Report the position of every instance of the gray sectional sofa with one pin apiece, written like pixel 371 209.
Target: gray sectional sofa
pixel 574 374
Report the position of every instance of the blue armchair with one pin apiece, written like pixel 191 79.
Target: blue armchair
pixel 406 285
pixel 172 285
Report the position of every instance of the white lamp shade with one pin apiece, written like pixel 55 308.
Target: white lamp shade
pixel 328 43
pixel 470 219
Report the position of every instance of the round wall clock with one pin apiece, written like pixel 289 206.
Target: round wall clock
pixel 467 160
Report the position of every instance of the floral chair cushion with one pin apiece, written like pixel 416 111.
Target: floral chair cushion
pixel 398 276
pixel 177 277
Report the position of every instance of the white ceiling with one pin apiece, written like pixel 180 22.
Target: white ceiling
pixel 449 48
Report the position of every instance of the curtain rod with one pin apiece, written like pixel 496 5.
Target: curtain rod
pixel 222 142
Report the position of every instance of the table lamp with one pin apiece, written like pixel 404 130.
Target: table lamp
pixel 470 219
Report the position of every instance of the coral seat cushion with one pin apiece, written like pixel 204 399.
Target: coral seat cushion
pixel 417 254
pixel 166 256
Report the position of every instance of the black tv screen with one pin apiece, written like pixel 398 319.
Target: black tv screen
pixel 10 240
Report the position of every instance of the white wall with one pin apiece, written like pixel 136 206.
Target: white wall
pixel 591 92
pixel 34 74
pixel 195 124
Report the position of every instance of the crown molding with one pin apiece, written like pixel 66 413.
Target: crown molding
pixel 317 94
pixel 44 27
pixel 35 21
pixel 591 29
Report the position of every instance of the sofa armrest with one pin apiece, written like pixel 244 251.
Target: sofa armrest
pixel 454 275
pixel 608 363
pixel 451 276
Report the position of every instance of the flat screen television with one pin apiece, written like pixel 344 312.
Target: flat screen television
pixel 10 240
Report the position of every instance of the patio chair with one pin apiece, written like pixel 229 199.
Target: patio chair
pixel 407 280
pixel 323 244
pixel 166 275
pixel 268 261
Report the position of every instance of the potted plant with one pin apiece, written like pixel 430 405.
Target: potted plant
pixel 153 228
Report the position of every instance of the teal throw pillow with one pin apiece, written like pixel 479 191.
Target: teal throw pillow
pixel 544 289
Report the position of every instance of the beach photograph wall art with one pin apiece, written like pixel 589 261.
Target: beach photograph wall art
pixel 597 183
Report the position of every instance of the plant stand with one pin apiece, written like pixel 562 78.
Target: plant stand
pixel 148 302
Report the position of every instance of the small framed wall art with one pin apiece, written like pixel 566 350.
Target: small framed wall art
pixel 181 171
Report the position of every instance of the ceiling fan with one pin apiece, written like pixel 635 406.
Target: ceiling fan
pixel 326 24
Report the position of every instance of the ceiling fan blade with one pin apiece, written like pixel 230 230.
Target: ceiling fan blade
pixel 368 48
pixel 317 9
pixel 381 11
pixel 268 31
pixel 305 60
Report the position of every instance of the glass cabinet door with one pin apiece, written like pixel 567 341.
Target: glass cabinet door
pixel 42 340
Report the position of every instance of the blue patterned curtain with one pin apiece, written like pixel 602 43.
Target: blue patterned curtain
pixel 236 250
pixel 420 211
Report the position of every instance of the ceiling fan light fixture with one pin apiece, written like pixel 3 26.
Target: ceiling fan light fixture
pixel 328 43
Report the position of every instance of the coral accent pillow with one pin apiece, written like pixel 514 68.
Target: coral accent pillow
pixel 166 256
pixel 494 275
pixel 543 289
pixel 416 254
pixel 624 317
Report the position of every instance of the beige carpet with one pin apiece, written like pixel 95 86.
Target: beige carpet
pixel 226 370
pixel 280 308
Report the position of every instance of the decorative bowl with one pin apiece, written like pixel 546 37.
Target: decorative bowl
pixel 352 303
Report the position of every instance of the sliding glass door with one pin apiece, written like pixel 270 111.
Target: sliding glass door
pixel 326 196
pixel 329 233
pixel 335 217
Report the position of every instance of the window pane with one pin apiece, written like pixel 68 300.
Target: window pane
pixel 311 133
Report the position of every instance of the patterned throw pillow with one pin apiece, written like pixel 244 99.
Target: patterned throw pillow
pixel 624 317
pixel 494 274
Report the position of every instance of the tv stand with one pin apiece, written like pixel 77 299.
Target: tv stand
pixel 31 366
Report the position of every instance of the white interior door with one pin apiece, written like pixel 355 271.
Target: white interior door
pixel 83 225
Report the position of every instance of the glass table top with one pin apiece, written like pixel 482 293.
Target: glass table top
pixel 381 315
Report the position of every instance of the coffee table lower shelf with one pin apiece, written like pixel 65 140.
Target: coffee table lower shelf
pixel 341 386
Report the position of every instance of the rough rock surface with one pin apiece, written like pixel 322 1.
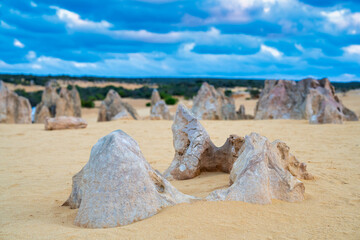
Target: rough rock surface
pixel 195 152
pixel 66 103
pixel 241 115
pixel 113 108
pixel 13 108
pixel 264 171
pixel 310 99
pixel 118 186
pixel 64 122
pixel 155 97
pixel 212 104
pixel 159 109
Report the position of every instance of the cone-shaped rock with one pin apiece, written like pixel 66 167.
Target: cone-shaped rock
pixel 310 99
pixel 195 152
pixel 13 108
pixel 66 103
pixel 159 109
pixel 210 104
pixel 113 108
pixel 263 171
pixel 155 97
pixel 64 122
pixel 118 186
pixel 241 115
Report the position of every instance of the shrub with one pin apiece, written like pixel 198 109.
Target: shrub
pixel 228 93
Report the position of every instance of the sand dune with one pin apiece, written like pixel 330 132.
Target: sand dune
pixel 37 166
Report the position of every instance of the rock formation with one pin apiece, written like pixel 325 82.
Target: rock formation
pixel 64 122
pixel 113 108
pixel 264 171
pixel 310 99
pixel 241 115
pixel 118 186
pixel 13 108
pixel 66 103
pixel 195 152
pixel 212 104
pixel 159 110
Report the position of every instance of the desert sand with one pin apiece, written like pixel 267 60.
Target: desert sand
pixel 36 168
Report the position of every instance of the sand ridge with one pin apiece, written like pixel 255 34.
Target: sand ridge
pixel 37 166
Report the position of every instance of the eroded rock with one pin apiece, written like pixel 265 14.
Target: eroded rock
pixel 195 152
pixel 64 122
pixel 241 115
pixel 118 186
pixel 13 108
pixel 66 103
pixel 212 104
pixel 113 108
pixel 264 171
pixel 310 99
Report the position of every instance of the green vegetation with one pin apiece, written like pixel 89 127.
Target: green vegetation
pixel 171 101
pixel 34 97
pixel 228 92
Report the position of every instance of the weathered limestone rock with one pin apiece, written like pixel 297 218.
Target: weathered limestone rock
pixel 64 122
pixel 263 171
pixel 212 104
pixel 13 108
pixel 310 99
pixel 42 112
pixel 113 108
pixel 66 103
pixel 195 152
pixel 241 115
pixel 159 109
pixel 155 97
pixel 118 186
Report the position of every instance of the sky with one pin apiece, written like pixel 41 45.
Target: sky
pixel 267 39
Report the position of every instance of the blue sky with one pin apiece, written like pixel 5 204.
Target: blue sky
pixel 289 39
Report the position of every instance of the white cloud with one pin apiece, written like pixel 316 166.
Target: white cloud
pixel 342 19
pixel 74 21
pixel 352 49
pixel 273 51
pixel 5 25
pixel 18 44
pixel 31 55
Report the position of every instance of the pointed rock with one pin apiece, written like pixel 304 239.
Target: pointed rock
pixel 310 99
pixel 66 103
pixel 263 172
pixel 155 97
pixel 212 104
pixel 195 152
pixel 13 108
pixel 118 186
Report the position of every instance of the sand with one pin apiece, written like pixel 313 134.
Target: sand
pixel 36 167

• BRIEF:
Reproduce all of the data above line for line, without changing a word. Leave out the pictures.

• EXERCISE RESULT:
Report the position of every instance of the gray sectional sofa with one pin apiece, written like pixel 371 209.
Target: gray sectional sofa
pixel 574 374
Report the position of every instance of the blue armchair with one pin apiece, written like pixel 191 79.
Target: blue armchair
pixel 406 285
pixel 172 285
Report the position of every instance of the white lamp shade with one pin apiece, written like pixel 55 308.
Target: white lamp shade
pixel 328 43
pixel 470 219
Report the position of every instance of the round wall clock with one pin apiece, written like pixel 289 206.
Target: round wall clock
pixel 467 160
Report the position of every instance of the floral chair cushion with one pin apiece, written like pixel 416 111.
Target: floral chair cushion
pixel 398 276
pixel 177 277
Report the position of every instance of the white ceiling with one pin apiece, written like pixel 180 22.
Target: white ceiling
pixel 449 48
Report the position of every instance of the curtain rod with one pin apiece, written like pixel 496 5.
Target: curtain rod
pixel 222 142
Report the position of every instance of the table lamp with one pin apiece, written like pixel 404 130.
Target: table lamp
pixel 470 219
Report the position of every instance of the coral seat cushion with one pin apiece, written like pixel 204 399.
Target: coral seat cushion
pixel 417 254
pixel 166 256
Report the position of every instance of the black tv screen with one pin apiece, written like pixel 398 319.
Target: black tv screen
pixel 10 240
Report the position of every instance of the white wall with one pin apiece, written like pixel 136 206.
Target: white wall
pixel 591 92
pixel 34 74
pixel 195 124
Report the position of every instance of the crown molding with one pin apiece, written like pixel 66 413.
Target: crown molding
pixel 317 94
pixel 44 27
pixel 35 21
pixel 591 29
Report the position of every instance of the sofa armrest with one pin apiece, written like pixel 244 251.
Target: sofa armrest
pixel 454 275
pixel 608 363
pixel 451 276
Report the position of every instance of the flat screen television with one pin apiece, written like pixel 344 312.
Target: flat screen television
pixel 10 240
Report the position of every instance of the patio chair with one pin apiece, written like pixel 229 199.
Target: patio chair
pixel 407 280
pixel 323 244
pixel 166 275
pixel 268 261
Report the position of every instance of the potted plant with one pin apiece, written like pixel 430 405.
Target: potted plant
pixel 153 228
Report the position of every instance of the teal throw pillow with one pin apiece, written like pixel 479 191.
Target: teal throw pillow
pixel 544 289
Report the position of every instance of the beach photograph wall art with one pin apiece, written like pixel 589 261.
Target: beach photograph wall art
pixel 597 183
Report the position of every instance of the plant stand with one pin apiece, written like pixel 562 78.
Target: plant stand
pixel 148 302
Report the position of every instance of the small framed wall art with one pin apiece, written like pixel 566 350.
Target: small framed wall art
pixel 181 171
Report the position of every instance of the ceiling fan with one pin apiece, written like pixel 635 406.
Target: ceiling fan
pixel 326 24
Report the position of every instance of the ceiling fan blade with one pin apiece, written like pixel 230 230.
Target: ceiling fan blade
pixel 368 48
pixel 317 9
pixel 381 11
pixel 268 31
pixel 305 60
Report the position of every instance of the glass cabinet door with one pin apiece, written like pixel 567 341.
Target: glass cabinet door
pixel 42 340
Report the position of every instance of the blue patterned curtain with one pin apiece, written like pixel 602 43.
Target: blue patterned curtain
pixel 236 250
pixel 420 211
Report the position of every instance of the ceiling fan light fixture with one pin apiece, written like pixel 3 26.
Target: ceiling fan light fixture
pixel 328 43
Report the position of every instance of the coral accent pillow with one pin apiece, written like pixel 514 68.
Target: coral accent pillow
pixel 166 256
pixel 494 275
pixel 543 289
pixel 416 254
pixel 624 317
Report the position of every instance of the beige carpet with one pin apiece, written like pixel 95 86.
Target: beige carpet
pixel 226 370
pixel 280 308
Report the position of every instance of the decorative bowl with one pin apiece, written like pixel 546 37.
Target: decorative bowl
pixel 352 303
Report the position of every instance of the sliding glass door with one pin apiece, written like pixel 270 111.
Target: sliding glass door
pixel 326 196
pixel 329 233
pixel 335 217
Report the position of every instance of the window pane with one pin apiece, written like pixel 68 300.
Target: window pane
pixel 311 133
Report the position of every instance of the patterned throw pillow with one pin apiece, written like pixel 244 99.
Target: patterned throw pillow
pixel 624 317
pixel 494 274
Report the position of every instance of the tv stand with one pin apiece, written like pixel 77 299.
Target: tv stand
pixel 31 366
Report the position of every instance of the white interior door with one pin apiece, written like pixel 355 271.
Target: white interior door
pixel 83 225
Report the position of every instance of the glass table top with one pin apiece, written like pixel 482 293.
Target: glass table top
pixel 381 315
Report the position of every instance of the coffee table lower shelf with one pin apiece, written like pixel 65 140.
Target: coffee table lower shelf
pixel 341 386
Report the position of every instance of the rough rock surface with one pin apiece, written like pixel 322 1.
Target: rough rock surface
pixel 195 152
pixel 66 103
pixel 241 115
pixel 113 108
pixel 13 108
pixel 264 171
pixel 310 99
pixel 118 186
pixel 64 122
pixel 155 97
pixel 212 104
pixel 159 109
Report the position of every instance of the cone-shaped rock with one pin apiece, written like pixel 66 167.
Target: cone-shaped rock
pixel 310 99
pixel 195 152
pixel 13 108
pixel 66 103
pixel 159 109
pixel 210 104
pixel 113 108
pixel 263 171
pixel 155 97
pixel 64 122
pixel 118 186
pixel 241 115
Report the position of every instance of the shrub with one pin apiece, written like pixel 198 109.
Target: shrub
pixel 228 93
Report the position of every instance of the sand dune with one pin apiece, written like pixel 330 132.
Target: sand dune
pixel 37 166
Report the position of every instance of the rock formation with one pin apiece, written like pixel 325 82.
Target: rock formation
pixel 64 122
pixel 113 108
pixel 264 171
pixel 310 99
pixel 241 115
pixel 118 186
pixel 13 108
pixel 66 103
pixel 195 152
pixel 212 104
pixel 159 110
Report the position of every instance of the desert sand with one pin apiece, written like pixel 267 60.
Target: desert sand
pixel 36 168
Report the position of every instance of the sand ridge with one pin apiece, written like pixel 255 34.
Target: sand ridge
pixel 37 166
Report the position of every instance of the eroded rock with one pin apiece, written like pixel 265 14.
Target: eroded rock
pixel 195 152
pixel 64 122
pixel 241 115
pixel 118 186
pixel 13 108
pixel 66 103
pixel 212 104
pixel 113 108
pixel 264 171
pixel 310 99
Report the position of every instance of the green vegetation with one pin apiece, written like pixel 89 127.
Target: green vegetation
pixel 171 101
pixel 34 97
pixel 228 92
Report the position of every instance of the weathered limestone rock with one pin apiece, written like pixel 297 218.
Target: weathered limestone rock
pixel 64 122
pixel 263 171
pixel 212 104
pixel 13 108
pixel 310 99
pixel 42 112
pixel 113 108
pixel 66 103
pixel 195 152
pixel 241 115
pixel 159 109
pixel 155 97
pixel 118 186
Report the position of every instance of the sky with one pin apiece, written like pixel 41 45.
Target: sky
pixel 267 39
Report the position of every instance of the blue sky with one pin apiece, written like pixel 5 204.
Target: blue sky
pixel 289 39
Report the position of every instance of the white cloud with one pin apiece, written like pixel 316 166.
Target: white cloud
pixel 342 19
pixel 74 21
pixel 352 49
pixel 273 51
pixel 5 25
pixel 18 44
pixel 31 55
Report the position of every instance of the pointed rock with one pin apiece, written like pixel 304 239.
Target: pointed rock
pixel 310 99
pixel 66 103
pixel 263 172
pixel 155 97
pixel 212 104
pixel 195 152
pixel 13 108
pixel 118 186
Report the position of every instance of the sand with one pin apiece, written like pixel 313 134.
Target: sand
pixel 36 167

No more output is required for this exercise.